>> Begin Passage shown
Principles of gas chromatography

Detector

The detector senses a physicochemical property of the analyte and provides a response which is amplified and converted into an electronic signal to produce a chromatogram. Most of the detectors used in GC were invented specifically for this technique, except for the thermal conductivity detector (TCD) and the mass spectrometer. In total, approximately 60 detectors have been used in GC. Detectors that exhibit an enhanced response to certain analyte types are known as "selective detectors".
>> End Passage shown
>> Begin Raw data
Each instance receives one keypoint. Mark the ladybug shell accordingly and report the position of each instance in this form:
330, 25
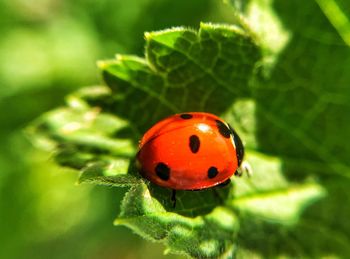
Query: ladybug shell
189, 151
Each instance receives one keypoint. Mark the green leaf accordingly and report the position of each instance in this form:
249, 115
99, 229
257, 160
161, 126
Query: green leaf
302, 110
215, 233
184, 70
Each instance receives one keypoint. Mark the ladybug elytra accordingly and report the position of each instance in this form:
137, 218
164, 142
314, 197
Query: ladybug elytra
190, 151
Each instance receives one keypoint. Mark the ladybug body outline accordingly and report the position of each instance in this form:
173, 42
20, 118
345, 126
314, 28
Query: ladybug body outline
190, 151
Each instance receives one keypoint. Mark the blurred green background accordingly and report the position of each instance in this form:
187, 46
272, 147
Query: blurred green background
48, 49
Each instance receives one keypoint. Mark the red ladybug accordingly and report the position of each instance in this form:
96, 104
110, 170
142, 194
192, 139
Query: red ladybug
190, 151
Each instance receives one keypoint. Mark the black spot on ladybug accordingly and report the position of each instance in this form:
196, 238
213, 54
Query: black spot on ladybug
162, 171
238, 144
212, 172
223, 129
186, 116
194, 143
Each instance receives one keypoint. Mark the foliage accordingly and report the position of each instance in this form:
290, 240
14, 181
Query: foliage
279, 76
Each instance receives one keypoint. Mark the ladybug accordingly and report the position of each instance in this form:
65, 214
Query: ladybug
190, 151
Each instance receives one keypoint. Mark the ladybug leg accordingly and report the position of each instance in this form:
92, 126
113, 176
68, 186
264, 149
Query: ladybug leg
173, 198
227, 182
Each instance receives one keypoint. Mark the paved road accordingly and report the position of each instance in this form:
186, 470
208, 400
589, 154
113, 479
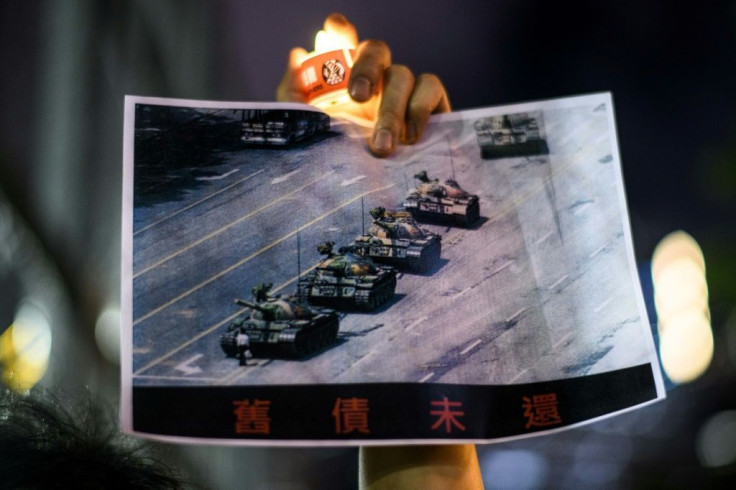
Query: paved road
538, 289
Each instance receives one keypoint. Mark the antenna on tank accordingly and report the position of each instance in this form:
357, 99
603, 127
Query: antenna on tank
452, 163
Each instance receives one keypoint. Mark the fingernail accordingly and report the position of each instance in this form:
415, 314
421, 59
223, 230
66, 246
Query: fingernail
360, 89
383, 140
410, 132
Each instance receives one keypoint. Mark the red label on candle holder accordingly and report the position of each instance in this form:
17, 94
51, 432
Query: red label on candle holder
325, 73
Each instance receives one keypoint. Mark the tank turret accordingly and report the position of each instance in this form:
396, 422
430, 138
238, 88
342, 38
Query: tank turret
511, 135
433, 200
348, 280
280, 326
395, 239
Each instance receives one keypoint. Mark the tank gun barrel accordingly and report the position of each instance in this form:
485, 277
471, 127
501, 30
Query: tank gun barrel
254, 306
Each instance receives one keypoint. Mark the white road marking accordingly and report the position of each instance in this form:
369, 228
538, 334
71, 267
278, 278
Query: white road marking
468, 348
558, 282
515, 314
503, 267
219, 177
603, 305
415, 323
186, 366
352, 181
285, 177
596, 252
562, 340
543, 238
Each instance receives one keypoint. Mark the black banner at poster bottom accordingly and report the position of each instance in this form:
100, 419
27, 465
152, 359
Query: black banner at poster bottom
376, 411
>> End Raw data
Please explain, in one to three sentences, why the gas chromatography passage says the detector's response is amplified and converted into an electronic signal. These entries have no connection to the passage on gas chromatography.

The detector's response is amplified and converted into an electronic signal in order to produce a chromatogram. The response itself comes from the detector sensing a physicochemical property of the analyte.